◆ **WHAT THE EXERCISE ASKS**: Find every line below that contains the word "door" and copy each of those lines.

◆ **RECORDS PROVIDED**:
"""

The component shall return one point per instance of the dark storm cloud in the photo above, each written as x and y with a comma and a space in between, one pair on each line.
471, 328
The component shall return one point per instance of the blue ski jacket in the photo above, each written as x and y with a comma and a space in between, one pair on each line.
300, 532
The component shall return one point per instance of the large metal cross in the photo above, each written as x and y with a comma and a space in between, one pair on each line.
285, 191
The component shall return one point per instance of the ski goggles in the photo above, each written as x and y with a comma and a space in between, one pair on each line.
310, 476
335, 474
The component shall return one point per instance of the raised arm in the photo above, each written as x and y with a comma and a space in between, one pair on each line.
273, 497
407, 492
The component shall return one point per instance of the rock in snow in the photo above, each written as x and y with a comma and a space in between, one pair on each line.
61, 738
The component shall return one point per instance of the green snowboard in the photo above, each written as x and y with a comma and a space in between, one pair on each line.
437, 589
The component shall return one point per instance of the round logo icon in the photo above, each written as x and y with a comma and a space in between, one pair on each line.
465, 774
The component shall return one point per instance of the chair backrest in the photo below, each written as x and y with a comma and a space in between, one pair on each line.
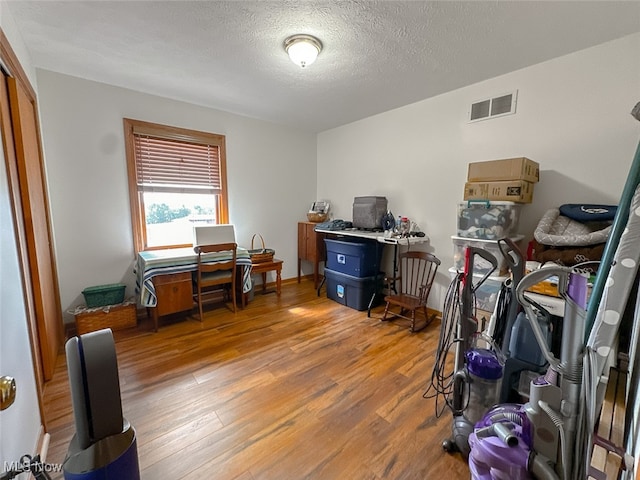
226, 260
417, 272
213, 234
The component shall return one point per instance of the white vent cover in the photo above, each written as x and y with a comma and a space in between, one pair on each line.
493, 107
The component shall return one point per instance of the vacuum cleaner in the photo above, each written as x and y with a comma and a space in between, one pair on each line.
474, 384
104, 446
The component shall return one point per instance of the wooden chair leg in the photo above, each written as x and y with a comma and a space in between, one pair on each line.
386, 310
200, 303
233, 297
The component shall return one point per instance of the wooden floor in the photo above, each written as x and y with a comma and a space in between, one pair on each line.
295, 387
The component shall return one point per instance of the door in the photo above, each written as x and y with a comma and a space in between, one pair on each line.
35, 208
28, 194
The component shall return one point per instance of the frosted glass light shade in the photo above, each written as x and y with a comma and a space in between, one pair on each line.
303, 49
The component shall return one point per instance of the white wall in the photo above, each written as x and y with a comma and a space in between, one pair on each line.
572, 118
20, 423
270, 170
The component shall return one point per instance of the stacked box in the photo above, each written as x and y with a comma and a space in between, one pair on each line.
510, 179
488, 220
508, 169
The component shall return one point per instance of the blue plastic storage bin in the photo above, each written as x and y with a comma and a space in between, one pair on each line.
354, 292
358, 259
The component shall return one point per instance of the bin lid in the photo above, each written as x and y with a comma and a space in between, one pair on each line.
484, 363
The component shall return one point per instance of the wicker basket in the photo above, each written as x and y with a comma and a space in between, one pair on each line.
260, 255
115, 317
316, 217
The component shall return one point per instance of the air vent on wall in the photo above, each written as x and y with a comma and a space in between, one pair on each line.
493, 107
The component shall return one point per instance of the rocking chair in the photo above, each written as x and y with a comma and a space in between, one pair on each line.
411, 287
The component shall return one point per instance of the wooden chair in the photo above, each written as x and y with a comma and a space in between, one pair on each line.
416, 273
220, 274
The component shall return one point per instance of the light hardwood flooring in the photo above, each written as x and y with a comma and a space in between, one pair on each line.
291, 387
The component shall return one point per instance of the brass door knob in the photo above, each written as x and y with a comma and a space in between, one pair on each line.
7, 392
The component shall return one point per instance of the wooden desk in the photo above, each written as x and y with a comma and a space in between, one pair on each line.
163, 278
310, 248
265, 267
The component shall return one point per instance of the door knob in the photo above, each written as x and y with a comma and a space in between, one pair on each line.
7, 392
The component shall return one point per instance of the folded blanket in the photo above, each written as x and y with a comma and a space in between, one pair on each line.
557, 230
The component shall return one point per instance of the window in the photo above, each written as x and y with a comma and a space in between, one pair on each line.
177, 179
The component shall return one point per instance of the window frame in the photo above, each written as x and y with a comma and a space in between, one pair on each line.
136, 197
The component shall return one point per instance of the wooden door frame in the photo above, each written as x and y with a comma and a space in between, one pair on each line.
37, 337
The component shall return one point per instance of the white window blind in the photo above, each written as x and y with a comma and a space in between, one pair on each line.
164, 164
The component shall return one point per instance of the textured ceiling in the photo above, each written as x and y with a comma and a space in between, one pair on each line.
378, 55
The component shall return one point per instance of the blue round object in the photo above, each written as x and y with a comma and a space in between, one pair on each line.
484, 363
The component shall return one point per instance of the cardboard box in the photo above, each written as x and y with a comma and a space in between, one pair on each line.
517, 191
508, 169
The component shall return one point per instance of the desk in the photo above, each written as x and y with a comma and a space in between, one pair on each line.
379, 237
265, 267
172, 269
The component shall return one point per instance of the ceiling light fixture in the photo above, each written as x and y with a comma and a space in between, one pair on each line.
302, 49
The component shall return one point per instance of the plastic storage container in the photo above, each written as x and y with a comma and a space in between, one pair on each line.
487, 293
488, 220
481, 265
359, 259
354, 292
102, 295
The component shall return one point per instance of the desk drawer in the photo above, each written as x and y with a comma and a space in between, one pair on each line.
174, 292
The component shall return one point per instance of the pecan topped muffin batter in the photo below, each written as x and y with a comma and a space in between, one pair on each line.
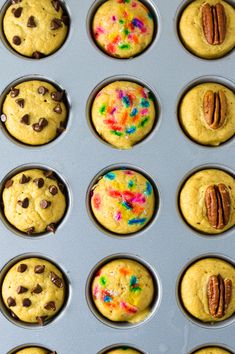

"""

◆ **CORRECT ANSWER**:
The component shall return one point per instance of the door in the photo above, each written as x and y with a comma and a space in between, one pair on each line.
The component shall return one point per instance of the brass door knob in the photo above, each written as x and y with a comma and a space in between, one pair on each line.
The component shall return one point per instance of the door knob in the photo above, each written as x and y with a comma and a space in between, one pair on each line.
The component shall return one point per instance of the wooden door frame in the photo above, each written as x and y with a comma and a space in between, one pair on each line.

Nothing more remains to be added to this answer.